# Okuma parçası:
════

Geçtiğimiz yıllarda Kıb-Tek için 10 bin adet akıllı sayaç ihalesine çıkılmış ve bir firma ihaleyi kazanarak yurt dışından getirdiği sayaçları kuruma satmıştı.
O zan konu bir süre tartışıldı ama konu kapatıldı.
Zira ilgili firma her sayaç için 145 Euro teklif vermiş, ilgili bakanlık bu fiyatı pahalı bulmasına rağmen kabul etmek durumunda kalmıştı.
İddia şu;
SCRA marka bu sayaçlar Rum kesimi de dahil parekende 80 Euro'dan satılmaktadır.
Yani ihaleyi kazanan firma fahiş bir fiyatla bu işi almış ve normalinden çok fazla kar sağlamıştı...
...
Hadi 10 bin sayaç işi çok gerilerde kaldı...
Kıb-Tek şimdi akıllı sayaç ihalesine bir kez daha çıkıyor...
Bunun için gazetelere ilanlar verildi bile!
Gazete ilanlarında şöyle deniliyor;
"Çok miktarda muhtelif sayaç ihalesi.
120 bin adet tek faz.
15 bin adet üç faz.
5 bin adet ct'li.
3 yüz adet metering ünitlere.
Yani toplamda 140 bin tane kadar...
...
İddia şu;
Bu ihale aynı şirket için hazırlanmış adrese teslim bir ihaledir ve ilgili şirket yaklaşık 9 milyon TL kadar haksız kazanç sağlayacaktır.

════

# Gösterilen veriler:
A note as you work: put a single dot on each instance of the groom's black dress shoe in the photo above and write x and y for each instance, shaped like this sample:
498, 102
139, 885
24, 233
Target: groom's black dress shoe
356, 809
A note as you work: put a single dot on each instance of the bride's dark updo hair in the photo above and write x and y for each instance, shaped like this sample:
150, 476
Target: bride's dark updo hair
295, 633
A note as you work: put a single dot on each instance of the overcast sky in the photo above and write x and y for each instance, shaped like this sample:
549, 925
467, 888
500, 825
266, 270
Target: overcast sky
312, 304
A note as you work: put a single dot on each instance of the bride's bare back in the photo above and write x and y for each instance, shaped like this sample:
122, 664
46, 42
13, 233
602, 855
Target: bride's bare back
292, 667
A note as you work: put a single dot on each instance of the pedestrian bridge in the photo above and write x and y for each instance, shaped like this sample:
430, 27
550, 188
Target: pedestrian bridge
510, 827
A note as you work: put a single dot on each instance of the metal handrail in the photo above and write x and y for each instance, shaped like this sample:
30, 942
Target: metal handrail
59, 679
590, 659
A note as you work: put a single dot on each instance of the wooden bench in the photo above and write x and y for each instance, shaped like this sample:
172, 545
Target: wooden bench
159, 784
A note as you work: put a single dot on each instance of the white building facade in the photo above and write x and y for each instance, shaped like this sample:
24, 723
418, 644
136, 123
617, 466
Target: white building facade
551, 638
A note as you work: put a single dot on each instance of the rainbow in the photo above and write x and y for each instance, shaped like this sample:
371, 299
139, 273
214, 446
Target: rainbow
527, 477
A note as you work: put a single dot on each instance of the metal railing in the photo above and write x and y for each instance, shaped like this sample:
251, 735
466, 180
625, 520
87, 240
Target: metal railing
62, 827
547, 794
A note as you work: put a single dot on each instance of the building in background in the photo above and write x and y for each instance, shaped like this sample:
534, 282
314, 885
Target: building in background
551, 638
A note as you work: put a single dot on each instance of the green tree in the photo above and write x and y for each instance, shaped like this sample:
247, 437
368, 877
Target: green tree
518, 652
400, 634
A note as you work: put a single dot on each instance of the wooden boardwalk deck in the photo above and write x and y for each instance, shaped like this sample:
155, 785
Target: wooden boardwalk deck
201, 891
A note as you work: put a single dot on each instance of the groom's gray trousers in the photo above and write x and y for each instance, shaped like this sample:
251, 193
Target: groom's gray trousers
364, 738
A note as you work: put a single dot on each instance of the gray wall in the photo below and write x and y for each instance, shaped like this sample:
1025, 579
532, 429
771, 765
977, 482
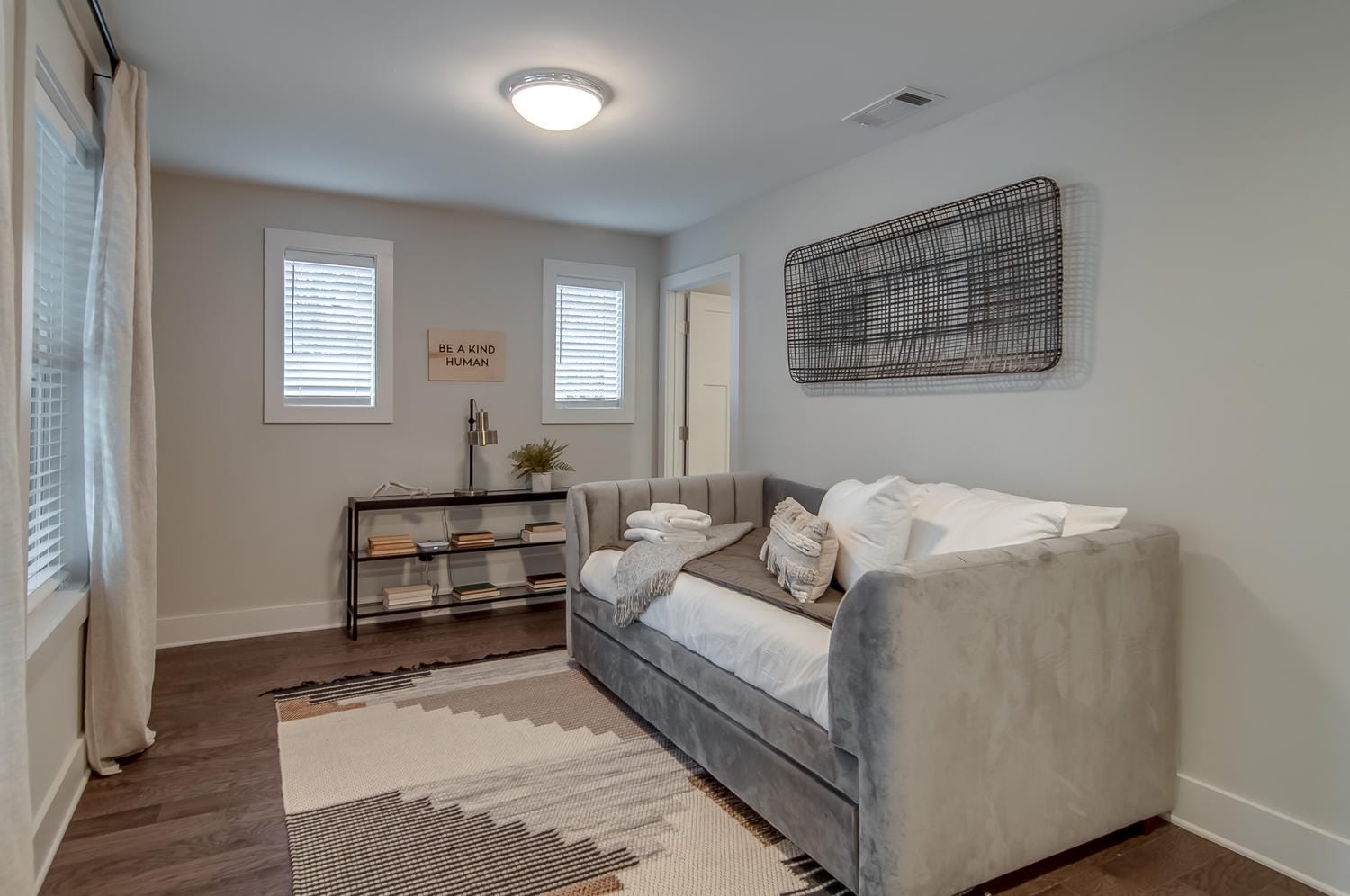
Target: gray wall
251, 513
1210, 220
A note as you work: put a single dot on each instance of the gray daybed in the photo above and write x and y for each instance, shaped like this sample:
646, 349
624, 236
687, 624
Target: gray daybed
987, 709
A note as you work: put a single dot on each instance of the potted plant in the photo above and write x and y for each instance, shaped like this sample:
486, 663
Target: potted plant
539, 461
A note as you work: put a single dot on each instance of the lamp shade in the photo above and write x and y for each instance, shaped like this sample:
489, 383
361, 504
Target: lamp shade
555, 100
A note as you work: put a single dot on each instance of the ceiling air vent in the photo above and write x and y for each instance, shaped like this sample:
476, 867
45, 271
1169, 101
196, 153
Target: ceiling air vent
893, 107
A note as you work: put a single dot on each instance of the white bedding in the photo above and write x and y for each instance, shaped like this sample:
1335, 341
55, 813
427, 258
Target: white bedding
778, 652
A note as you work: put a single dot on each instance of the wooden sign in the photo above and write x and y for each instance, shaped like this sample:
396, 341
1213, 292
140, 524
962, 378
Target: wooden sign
477, 355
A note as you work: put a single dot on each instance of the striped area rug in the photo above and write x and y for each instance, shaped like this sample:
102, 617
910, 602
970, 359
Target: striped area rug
509, 777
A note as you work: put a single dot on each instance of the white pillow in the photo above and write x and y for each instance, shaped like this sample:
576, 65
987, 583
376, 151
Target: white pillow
953, 518
1082, 520
872, 524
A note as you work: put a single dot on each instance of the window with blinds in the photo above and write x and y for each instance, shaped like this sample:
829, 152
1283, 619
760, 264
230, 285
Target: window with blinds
62, 237
329, 321
589, 345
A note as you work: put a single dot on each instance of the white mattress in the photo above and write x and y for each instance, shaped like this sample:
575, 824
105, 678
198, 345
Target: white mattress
778, 652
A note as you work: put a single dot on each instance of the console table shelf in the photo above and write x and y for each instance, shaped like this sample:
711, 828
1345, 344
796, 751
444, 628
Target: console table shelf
356, 556
501, 544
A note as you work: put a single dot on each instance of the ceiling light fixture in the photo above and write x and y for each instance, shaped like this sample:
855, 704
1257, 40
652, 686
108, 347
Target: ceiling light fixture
555, 100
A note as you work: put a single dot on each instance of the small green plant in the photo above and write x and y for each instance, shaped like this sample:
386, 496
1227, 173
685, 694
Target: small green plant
539, 456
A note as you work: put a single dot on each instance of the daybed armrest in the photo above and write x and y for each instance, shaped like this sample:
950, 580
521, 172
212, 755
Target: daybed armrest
1022, 698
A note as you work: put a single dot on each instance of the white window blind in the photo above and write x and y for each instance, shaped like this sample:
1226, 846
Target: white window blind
329, 329
589, 351
64, 211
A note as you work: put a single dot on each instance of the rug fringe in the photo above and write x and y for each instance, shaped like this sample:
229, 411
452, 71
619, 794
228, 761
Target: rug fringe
418, 667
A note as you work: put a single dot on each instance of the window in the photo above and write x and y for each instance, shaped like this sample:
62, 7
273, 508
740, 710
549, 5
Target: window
328, 332
64, 199
589, 331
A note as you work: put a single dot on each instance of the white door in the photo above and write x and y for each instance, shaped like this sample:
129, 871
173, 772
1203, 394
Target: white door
709, 380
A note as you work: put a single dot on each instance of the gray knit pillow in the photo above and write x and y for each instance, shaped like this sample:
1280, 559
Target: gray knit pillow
801, 550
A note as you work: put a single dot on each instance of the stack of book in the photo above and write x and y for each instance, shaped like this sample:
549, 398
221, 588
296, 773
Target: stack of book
408, 596
472, 540
477, 591
545, 582
391, 545
543, 532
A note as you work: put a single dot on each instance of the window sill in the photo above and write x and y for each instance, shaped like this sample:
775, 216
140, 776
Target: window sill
58, 612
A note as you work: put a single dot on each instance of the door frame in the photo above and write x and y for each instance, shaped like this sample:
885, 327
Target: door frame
672, 343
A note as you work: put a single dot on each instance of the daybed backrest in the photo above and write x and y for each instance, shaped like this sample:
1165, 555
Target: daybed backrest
597, 510
778, 488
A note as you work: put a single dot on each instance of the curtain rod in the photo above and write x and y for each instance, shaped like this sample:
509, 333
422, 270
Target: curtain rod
107, 40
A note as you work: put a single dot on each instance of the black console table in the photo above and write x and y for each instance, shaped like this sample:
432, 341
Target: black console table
356, 556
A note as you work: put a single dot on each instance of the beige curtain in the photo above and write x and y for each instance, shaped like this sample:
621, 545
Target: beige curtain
15, 802
119, 421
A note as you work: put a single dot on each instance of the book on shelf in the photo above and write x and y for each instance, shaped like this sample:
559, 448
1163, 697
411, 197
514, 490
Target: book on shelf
477, 591
408, 596
544, 536
545, 582
389, 545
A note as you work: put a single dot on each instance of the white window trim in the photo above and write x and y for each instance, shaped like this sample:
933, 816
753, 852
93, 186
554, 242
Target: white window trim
73, 116
555, 270
275, 410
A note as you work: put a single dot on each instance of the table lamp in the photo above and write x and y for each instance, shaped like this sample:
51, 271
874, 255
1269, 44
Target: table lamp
478, 436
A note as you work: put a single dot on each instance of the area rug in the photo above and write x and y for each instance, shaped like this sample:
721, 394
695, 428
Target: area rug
508, 777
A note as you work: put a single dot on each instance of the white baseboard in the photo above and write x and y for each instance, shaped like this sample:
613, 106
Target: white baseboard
204, 628
1293, 847
58, 806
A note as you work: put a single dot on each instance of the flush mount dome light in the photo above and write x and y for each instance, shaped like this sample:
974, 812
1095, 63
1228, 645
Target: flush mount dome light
555, 100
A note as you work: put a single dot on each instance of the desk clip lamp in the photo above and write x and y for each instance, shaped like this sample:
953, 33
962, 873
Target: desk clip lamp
478, 436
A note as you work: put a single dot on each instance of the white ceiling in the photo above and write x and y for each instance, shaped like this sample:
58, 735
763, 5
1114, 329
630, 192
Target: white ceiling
715, 100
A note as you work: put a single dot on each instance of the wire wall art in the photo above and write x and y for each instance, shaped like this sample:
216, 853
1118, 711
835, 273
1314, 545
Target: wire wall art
975, 286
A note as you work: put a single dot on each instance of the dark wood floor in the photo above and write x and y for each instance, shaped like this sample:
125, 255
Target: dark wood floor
202, 812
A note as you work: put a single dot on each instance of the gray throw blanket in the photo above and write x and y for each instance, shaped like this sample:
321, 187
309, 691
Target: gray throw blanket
648, 569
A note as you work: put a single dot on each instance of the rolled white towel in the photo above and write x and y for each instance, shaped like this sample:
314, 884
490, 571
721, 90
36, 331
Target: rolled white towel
663, 537
667, 517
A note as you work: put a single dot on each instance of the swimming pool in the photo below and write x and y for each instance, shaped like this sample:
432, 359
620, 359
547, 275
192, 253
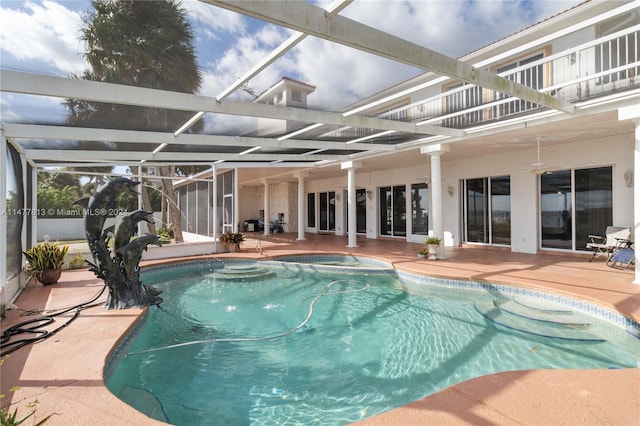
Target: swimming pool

════

# Görevler ve alıştırmalar:
(A) Akıllı sayaç ihalesi metninde "O zan konu bir" ifadesinden "adet üç faz." ifadesine kadar olan bölümü hiç değiştirmeden yazar mısın?
(B) Kayıtlarda "towel" sözcüğünü içeren satırların hepsini olduğu gibi geri verir misin?
Akıllı sayaç ihalesi metniyle kayıtlar arasında hiçbir bağlantı yoktur.

# Cevaplar:
(A)
O zan konu bir süre tartışıldı ama konu kapatıldı.
Zira ilgili firma her sayaç için 145 Euro teklif vermiş, ilgili bakanlık bu fiyatı pahalı bulmasına rağmen kabul etmek durumunda kalmıştı.
İddia şu;
SCRA marka bu sayaçlar Rum kesimi de dahil parekende 80 Euro'dan satılmaktadır.
Yani ihaleyi kazanan firma fahiş bir fiyatla bu işi almış ve normalinden çok fazla kar sağlamıştı...
...
Hadi 10 bin sayaç işi çok gerilerde kaldı...
Kıb-Tek şimdi akıllı sayaç ihalesine bir kez daha çıkıyor...
Bunun için gazetelere ilanlar verildi bile!
Gazete ilanlarında şöyle deniliyor;
"Çok miktarda muhtelif sayaç ihalesi.
120 bin adet tek faz.
15 bin adet üç faz.

(B)
A note as you work: put a single dot on each instance of the rolled white towel in the photo above and write x and y for each instance, shaped like this sample:
Target: rolled white towel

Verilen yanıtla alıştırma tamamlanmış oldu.